→ **WHAT THE TASK REQUIRES**: Exactly as given, transcribe each entry that follows.

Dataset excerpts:
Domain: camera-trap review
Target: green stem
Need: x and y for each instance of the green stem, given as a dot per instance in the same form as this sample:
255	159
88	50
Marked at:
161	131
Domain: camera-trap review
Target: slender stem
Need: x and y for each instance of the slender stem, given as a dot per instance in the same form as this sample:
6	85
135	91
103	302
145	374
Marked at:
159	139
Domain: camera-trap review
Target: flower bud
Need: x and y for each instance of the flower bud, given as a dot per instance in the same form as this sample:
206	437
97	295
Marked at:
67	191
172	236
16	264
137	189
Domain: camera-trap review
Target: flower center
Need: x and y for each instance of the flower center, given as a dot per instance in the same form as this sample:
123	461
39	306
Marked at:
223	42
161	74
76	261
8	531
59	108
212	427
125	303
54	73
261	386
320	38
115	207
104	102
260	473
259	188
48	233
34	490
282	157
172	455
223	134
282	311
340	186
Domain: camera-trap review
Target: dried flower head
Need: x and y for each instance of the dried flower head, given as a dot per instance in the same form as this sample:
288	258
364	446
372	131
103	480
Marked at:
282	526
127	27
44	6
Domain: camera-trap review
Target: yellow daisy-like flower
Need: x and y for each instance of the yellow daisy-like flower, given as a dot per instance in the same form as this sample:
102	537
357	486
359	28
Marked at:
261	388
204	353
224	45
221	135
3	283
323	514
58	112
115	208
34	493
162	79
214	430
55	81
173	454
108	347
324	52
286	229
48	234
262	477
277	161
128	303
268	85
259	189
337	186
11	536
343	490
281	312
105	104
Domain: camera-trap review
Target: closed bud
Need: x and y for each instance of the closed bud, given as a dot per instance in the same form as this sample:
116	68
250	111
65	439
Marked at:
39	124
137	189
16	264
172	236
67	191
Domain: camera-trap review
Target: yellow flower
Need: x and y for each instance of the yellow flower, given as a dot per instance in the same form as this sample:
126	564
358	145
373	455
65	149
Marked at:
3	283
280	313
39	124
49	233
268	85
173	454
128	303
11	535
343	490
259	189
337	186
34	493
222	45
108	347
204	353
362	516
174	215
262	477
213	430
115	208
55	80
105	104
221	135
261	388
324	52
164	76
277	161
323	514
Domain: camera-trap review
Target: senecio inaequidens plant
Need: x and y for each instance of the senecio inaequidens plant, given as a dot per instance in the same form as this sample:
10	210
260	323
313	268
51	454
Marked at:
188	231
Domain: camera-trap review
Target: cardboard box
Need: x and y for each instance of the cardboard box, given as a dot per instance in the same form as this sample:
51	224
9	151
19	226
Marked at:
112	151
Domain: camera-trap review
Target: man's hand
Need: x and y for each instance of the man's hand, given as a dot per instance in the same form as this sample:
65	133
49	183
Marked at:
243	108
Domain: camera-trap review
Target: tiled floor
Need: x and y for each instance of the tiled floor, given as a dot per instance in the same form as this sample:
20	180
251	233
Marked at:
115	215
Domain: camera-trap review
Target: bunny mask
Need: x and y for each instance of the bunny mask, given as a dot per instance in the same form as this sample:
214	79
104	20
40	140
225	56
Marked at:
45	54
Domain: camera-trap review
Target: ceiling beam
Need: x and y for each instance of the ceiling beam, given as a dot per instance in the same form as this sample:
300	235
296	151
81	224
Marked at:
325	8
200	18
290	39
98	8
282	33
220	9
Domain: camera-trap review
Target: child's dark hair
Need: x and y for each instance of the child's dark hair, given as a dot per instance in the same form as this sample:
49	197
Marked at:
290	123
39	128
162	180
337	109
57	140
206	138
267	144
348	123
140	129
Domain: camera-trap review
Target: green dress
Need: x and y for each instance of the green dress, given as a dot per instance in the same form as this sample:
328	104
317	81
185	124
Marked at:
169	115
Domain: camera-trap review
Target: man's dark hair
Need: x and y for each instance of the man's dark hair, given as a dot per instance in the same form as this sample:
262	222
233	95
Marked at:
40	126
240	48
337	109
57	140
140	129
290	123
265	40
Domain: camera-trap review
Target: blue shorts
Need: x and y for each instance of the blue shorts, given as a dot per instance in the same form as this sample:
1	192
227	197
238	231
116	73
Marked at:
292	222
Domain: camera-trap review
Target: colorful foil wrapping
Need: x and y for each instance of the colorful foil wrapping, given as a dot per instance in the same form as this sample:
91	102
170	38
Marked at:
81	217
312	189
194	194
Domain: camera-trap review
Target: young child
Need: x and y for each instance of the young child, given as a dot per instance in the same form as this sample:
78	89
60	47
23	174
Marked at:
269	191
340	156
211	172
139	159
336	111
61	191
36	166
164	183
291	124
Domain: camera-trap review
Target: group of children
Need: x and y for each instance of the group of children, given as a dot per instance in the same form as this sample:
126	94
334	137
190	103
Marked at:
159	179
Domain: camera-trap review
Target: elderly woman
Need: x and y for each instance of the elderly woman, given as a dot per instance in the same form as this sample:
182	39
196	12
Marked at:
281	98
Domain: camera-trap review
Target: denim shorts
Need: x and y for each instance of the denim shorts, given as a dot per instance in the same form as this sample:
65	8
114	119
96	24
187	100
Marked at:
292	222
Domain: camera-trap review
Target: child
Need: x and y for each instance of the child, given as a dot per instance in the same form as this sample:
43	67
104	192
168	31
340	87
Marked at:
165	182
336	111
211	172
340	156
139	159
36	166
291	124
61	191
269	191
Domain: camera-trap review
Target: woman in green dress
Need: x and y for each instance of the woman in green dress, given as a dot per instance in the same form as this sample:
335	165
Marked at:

→ **RESPONSE BELOW**:
Domain: camera-trap review
Target: green stem
Need: x and y for each instance of the green stem, given as a dot per instance in the same form as this sample:
255	159
88	50
Marked at:
161	131
Domain: camera-trap review
Target: slender stem
Need: x and y for each instance of the slender stem, given as a dot per instance in the same form as this sample:
6	85
135	91
103	302
145	374
Marked at:
159	139
Domain: camera-trap review
Target: flower bud
Need: x and y for each instance of the flower bud, given as a dot per instance in the same form as this sample:
206	437
97	295
Marked at:
67	191
172	236
16	264
137	189
Domain: camera-trap review
Target: flower center
Need: x and y for each instance of the flower center, given as a dot per instance in the same form as this sample:
123	461
39	306
Marked at:
223	42
161	74
76	261
8	531
59	108
212	427
125	303
54	73
261	386
320	38
115	207
104	102
260	473
259	188
48	233
34	490
282	157
172	455
223	134
282	311
340	186
Domain: camera-trap review
Target: dried flower head
Need: x and y for each instance of the dried flower head, given as a dot per instance in the same form as this sample:
288	258
364	446
372	131
103	480
Marked at:
282	526
127	27
44	6
Domain: camera-trap review
Target: yellow daisy-like flower
Need: x and y for each instance of the yellow daisy-like flower, given as a dot per instance in the same form as this sample:
102	537
357	486
359	28
Marked at:
261	388
204	353
224	45
221	135
3	283
323	514
58	112
115	208
34	493
162	79
214	430
55	81
173	454
108	347
324	52
286	229
48	234
262	477
277	161
128	303
268	85
259	189
337	186
11	536
343	490
281	312
105	104
Domain: camera-trap review
Target: closed bud
Need: x and y for each instance of the closed bud, given as a dot per instance in the same form as this sample:
116	68
250	111
65	439
Marked at:
39	124
137	189
16	264
172	236
67	191
Domain: camera-trap review
Target: yellow flower
Need: x and y for each instance of the yellow flower, given as a dot per instance in the same form as this sample:
126	564
358	145
373	455
65	149
Marked at:
3	283
280	313
39	124
49	233
268	85
173	454
128	303
11	535
343	490
259	189
337	186
34	493
222	45
108	347
204	353
362	516
174	215
262	477
213	430
115	208
55	80
105	104
221	135
261	388
324	52
164	76
277	161
323	514
Domain: camera-trap review
Target: senecio inaequidens plant
Need: x and y for each instance of the senecio inaequidens plant, given as a dot per instance in the same form as this sample:
10	210
260	323
313	268
51	454
Marked at:
188	231
Domain: camera-trap review
Target: cardboard box
Need: x and y for each instance of the cardboard box, given as a dot per instance in the same form as this sample:
51	224
9	151
19	226
Marked at:
112	151
Domain: camera-trap review
Target: man's hand
Need: x and y for each instance of the man's hand, given as a dot per instance in the same form as this sample:
65	133
49	183
Marked at:
243	108
Domain: camera-trap review
Target: tiled floor
Need: x and y for each instance of the tiled floor, given as a dot per instance in the same form as this sample:
20	180
251	233
Marked at:
115	215
Domain: camera-trap review
Target: bunny mask
Need: x and y for each instance of the bunny mask, given as a dot per instance in the same form as this sample:
214	79
104	20
40	140
225	56
Marked at:
45	54
Domain: camera-trap review
Target: ceiling beam
Need: x and y for each instance of the ceiling beam, given as a dot per instance in the same form as this sample:
300	235
296	151
81	224
Marked at:
325	8
200	18
290	39
98	8
282	33
220	9
Domain: camera-trap review
Target: child's dark hair
Need: x and y for each instance of the child's dark hair, given as a dot per instance in the same form as this sample:
49	197
Marked at:
290	123
39	128
162	180
337	109
57	140
206	138
267	144
348	123
140	129
Domain: camera-trap review
Target: green dress
Need: x and y for each instance of the green dress, given as a dot per instance in the same form as this sample:
328	104
317	81
185	124
Marked at:
169	115
Domain: camera-trap review
Target: man's dark hair
Need: x and y for each instance of the man's dark hair, given as a dot per instance in the same form as this sample:
262	222
233	95
Marked at:
40	126
240	48
337	109
57	140
140	129
290	123
265	40
Domain: camera-trap review
Target: blue shorts
Need: x and y for each instance of the blue shorts, given as a dot per instance in the same form as this sample:
1	192
227	197
238	231
116	73
Marked at:
292	222
Domain: camera-trap review
Target: colorful foil wrapping
Need: x and y for each instance of the colorful foil wrapping, given as a dot per instance in the same form as this sample:
91	102
170	38
Marked at:
81	217
312	189
194	194
Domain: camera-trap review
Target: young child
Need: x and y for each instance of the young child, given as a dot per instance in the same form as this sample:
78	89
60	47
23	174
Marked at:
269	191
340	156
211	172
139	159
336	111
61	191
36	166
164	183
291	124
Domain: camera-trap review
Target: group of children
Need: x and y for each instance of the group of children, given as a dot per instance in the same form as this sample:
126	94
334	137
190	103
Marked at:
159	179
Domain: camera-trap review
Target: elderly woman
Need: x and y for each instance of the elderly woman, given as a dot per instance in the same form as this sample:
182	39
196	12
Marked at:
281	98
Domain: camera-trap review
Target: denim shorts
Need: x and y for each instance of the denim shorts, given as a dot per instance in the same form as this sample:
65	8
114	119
96	24
187	100
Marked at:
292	222
Domain: camera-trap review
Target: child
Need: x and y for each instance of the child, given as a dot per instance in the same form as this sample:
43	67
104	192
168	31
340	87
Marked at:
165	182
336	111
211	172
340	156
139	159
36	166
291	124
61	191
269	191
Domain: camera-trap review
Target: woman in green dress
Need: x and y for each instance of the woman in green dress, given as a dot per instance in the same form as this sample:
335	165
Marked at:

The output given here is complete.